■ Extrait choisi:
-------------------------

(Ce texte a été publié, dans une version légèrement raccourcie, dans le magazine ARCHIMAG N° 250 Décembre 2011-Janvier 2012)
Une notion polysémique
Dans un article précédent, nous avons développé les enjeux et les bonnes pratiques de la « médiation numérique » dans l'univers des institutions culturelles, bibliothèques et musées.
Ce terme de médiation numérique est utilisé aujourd'hui dans le domaine de l'aménagement numérique du territoire et de l'accompagnement des usages, dans un sens assez différent, mais complémentaire. Dans cet univers professionnel, la médiation numérique consiste à accompagner des publics variés vers l'autonomie dans les usages quotidiens des technologies, services et médias numériques.
Au delà des ateliers d'initiation aux outils, il s'agit aussi de mettre en oeuvre des projets permettant aux participants de s'approprier des usages en situation : réalisation d'un site sur la mémoire et le patrimoine local, tournoi de jeux vidéos en doublette parent-enfant, rencontre-débat sur les libertés et responsabilités individuelles dans l'usage des réseaux sociaux ...
Ce qui est au coeur de la médiation, ce qui en est l'enjeu et l'objet principal, c'est la relation tendue et parfois conflictuelle que l'humain entretient avec les technologies numériques.
« Médiation culturelle via le numérique » versus« médiation homme/technologies numériques » ? Nous voici en présence de facettes différentes de la médiation numérique. Ces facettes sont pourtant davantage complémentaires qu'opposées, et l'univers des bibliothèques se trouve au carrefour de ces approches qui diffèrent dans la méthode.

-------------------------

■ Contenu des données:
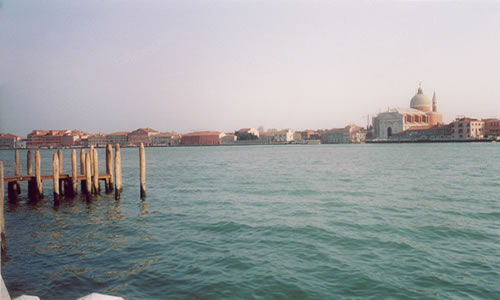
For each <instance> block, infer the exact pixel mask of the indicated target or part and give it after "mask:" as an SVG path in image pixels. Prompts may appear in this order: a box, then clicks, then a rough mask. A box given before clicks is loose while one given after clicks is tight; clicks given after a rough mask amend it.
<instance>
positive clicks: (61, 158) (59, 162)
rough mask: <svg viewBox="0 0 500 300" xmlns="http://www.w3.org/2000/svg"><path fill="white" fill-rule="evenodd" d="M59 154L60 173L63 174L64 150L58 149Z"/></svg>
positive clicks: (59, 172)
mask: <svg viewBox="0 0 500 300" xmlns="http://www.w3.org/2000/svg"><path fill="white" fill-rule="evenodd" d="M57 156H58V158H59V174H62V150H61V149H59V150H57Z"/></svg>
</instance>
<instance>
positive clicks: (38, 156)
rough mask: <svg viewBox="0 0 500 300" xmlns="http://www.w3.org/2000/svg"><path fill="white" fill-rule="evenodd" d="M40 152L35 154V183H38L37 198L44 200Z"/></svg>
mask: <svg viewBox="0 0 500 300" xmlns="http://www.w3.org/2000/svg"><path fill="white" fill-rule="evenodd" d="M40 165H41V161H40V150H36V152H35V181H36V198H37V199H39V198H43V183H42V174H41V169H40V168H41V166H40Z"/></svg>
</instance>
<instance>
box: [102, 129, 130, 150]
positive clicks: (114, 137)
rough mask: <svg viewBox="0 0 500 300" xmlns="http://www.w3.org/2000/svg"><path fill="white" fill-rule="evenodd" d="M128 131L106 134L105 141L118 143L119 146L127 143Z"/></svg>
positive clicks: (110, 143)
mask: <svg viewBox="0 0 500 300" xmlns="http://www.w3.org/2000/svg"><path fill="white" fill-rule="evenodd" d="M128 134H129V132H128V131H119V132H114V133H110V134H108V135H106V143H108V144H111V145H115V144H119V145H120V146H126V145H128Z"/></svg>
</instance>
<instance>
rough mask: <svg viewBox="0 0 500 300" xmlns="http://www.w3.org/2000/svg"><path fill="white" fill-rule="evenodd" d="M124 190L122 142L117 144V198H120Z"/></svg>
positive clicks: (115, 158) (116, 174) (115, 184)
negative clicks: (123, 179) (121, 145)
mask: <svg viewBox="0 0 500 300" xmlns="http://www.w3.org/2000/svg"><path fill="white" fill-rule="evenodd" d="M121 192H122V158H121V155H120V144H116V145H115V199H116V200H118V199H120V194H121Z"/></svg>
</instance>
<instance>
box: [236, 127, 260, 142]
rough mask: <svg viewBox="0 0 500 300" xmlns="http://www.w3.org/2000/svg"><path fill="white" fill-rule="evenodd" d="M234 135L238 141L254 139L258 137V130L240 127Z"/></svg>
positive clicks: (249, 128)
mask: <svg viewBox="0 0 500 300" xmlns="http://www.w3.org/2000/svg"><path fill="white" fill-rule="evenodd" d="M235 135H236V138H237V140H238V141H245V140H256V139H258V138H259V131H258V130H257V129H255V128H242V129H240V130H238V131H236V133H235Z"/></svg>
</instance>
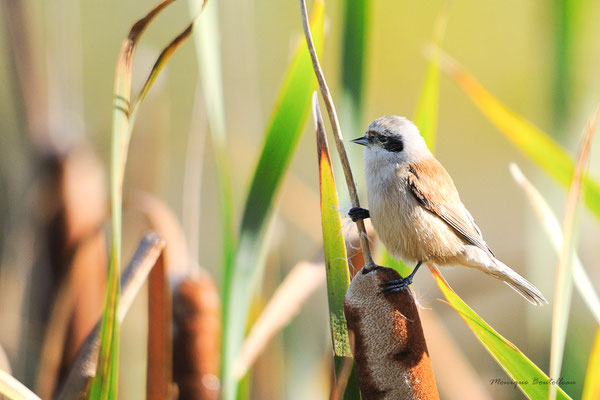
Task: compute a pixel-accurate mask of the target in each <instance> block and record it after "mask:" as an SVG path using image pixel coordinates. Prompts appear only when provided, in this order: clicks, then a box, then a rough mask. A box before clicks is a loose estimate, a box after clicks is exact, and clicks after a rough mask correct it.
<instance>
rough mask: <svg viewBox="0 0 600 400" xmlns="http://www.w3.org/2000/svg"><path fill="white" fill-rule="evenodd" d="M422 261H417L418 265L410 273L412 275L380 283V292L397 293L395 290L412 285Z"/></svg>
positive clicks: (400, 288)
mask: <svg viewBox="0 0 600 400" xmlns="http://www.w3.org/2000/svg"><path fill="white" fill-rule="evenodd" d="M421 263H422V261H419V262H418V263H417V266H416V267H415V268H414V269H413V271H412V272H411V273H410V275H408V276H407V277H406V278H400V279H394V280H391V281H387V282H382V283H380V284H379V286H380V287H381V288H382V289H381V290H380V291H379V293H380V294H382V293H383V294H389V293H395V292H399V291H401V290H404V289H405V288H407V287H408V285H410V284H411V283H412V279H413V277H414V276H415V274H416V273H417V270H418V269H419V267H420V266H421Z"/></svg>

-------------------------

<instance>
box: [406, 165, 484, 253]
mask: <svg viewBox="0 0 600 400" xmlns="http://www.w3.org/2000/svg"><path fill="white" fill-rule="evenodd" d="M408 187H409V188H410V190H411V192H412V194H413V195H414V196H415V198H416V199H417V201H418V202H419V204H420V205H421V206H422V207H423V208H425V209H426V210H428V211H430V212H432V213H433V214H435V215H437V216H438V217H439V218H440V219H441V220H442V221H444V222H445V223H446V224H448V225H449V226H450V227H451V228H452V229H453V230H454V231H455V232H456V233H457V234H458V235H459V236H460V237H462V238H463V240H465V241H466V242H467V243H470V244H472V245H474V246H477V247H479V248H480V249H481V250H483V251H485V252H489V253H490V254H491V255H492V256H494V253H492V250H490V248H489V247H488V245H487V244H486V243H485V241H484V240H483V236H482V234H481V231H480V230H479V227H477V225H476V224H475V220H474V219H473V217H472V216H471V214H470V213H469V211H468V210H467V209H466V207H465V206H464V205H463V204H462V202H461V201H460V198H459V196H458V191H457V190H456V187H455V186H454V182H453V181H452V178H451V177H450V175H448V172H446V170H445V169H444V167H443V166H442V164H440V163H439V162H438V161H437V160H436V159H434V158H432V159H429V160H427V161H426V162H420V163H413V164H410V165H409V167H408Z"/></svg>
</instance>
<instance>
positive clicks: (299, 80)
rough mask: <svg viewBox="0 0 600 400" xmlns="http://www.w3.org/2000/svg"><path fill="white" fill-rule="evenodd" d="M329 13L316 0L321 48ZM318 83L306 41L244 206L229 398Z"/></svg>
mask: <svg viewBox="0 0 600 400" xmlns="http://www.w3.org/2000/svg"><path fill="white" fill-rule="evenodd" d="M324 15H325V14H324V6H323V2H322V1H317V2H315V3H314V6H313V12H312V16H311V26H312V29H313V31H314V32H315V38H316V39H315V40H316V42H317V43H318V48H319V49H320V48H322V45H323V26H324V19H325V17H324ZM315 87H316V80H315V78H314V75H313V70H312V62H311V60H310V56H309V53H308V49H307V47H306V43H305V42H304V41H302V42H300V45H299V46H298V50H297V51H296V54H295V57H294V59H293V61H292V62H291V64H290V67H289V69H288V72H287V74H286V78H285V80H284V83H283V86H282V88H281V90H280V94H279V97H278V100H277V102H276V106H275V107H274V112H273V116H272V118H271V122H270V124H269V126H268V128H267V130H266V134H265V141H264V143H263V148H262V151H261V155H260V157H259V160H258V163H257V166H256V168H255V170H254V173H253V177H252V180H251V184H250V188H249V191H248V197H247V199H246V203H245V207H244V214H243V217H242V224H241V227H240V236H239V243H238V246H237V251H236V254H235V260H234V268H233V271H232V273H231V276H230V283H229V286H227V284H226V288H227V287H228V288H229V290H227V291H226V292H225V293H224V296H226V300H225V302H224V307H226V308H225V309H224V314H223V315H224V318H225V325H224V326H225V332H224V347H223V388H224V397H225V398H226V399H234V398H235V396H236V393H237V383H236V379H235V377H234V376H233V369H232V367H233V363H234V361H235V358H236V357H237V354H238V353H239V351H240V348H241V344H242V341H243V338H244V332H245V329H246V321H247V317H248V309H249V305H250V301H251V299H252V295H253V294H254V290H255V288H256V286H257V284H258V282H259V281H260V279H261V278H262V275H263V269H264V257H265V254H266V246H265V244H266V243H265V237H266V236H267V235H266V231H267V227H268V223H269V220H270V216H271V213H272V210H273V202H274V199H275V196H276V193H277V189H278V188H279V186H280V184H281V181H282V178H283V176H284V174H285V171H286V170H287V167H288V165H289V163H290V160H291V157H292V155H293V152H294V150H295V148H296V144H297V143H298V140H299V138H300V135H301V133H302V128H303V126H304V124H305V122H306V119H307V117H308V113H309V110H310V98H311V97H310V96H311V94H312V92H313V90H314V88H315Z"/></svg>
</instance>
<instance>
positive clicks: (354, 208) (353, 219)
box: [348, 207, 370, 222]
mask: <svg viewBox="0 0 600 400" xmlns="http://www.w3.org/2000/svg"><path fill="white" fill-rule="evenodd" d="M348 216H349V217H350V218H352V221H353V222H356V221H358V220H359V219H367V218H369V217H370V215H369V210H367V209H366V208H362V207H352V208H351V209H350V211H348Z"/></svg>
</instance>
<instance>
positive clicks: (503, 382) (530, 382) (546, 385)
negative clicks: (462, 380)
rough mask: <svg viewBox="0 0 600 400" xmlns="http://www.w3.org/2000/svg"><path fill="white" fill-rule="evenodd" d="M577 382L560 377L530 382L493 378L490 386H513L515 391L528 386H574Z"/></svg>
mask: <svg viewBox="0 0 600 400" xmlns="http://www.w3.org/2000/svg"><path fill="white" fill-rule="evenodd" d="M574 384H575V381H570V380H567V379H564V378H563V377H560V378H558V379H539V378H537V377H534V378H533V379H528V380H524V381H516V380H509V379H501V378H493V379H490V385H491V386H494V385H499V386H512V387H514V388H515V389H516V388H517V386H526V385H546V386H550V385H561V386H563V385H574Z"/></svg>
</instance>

-------------------------

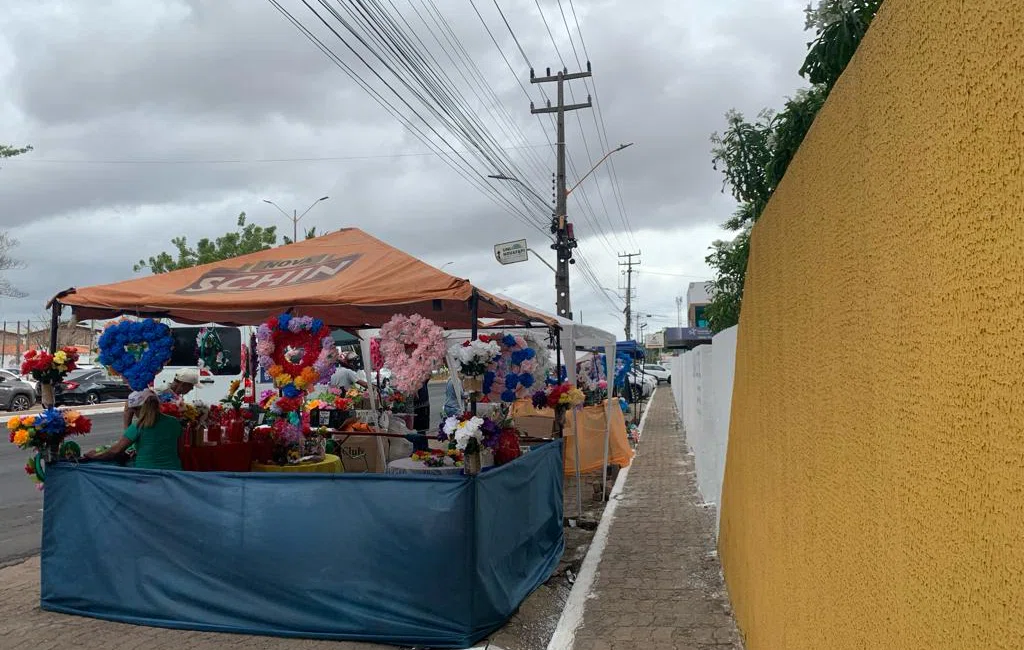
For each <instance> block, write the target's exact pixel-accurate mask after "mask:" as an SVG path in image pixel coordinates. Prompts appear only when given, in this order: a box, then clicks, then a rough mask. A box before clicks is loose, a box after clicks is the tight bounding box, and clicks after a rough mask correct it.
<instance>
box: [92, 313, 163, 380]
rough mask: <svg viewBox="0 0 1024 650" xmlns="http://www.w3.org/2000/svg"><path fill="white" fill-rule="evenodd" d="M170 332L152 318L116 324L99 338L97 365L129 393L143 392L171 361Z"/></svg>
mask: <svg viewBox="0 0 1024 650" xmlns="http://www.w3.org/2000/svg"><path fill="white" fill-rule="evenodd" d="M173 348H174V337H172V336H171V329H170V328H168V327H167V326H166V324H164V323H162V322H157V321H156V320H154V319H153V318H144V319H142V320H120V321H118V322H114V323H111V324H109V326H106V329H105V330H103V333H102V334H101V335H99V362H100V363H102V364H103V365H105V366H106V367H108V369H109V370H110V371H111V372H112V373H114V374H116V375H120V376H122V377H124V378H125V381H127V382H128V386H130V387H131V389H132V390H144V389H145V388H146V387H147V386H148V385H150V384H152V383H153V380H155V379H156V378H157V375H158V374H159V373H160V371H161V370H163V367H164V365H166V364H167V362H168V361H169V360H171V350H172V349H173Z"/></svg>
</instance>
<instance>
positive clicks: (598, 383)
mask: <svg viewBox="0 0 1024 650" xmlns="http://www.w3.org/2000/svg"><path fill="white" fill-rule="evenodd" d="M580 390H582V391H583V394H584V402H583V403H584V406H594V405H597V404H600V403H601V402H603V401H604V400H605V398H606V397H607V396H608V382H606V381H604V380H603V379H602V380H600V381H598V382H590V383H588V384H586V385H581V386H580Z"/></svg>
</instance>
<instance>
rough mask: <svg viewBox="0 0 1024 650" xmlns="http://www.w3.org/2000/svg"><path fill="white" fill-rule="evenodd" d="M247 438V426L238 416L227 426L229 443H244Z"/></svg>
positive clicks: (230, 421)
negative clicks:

-------------------------

■ Travail à réaliser: Dans l'extrait sur la médiation numérique, relevez tous les projets cités en exemple pour aider les participants à s'approprier des usages en situation. Seul l'extrait choisi sert de source.

■ Réponse rédigée:
- réalisation d'un site sur la mémoire et le patrimoine local
- tournoi de jeux vidéos en doublette parent-enfant
- rencontre-débat sur les libertés et responsabilités individuelles dans l'usage des réseaux sociaux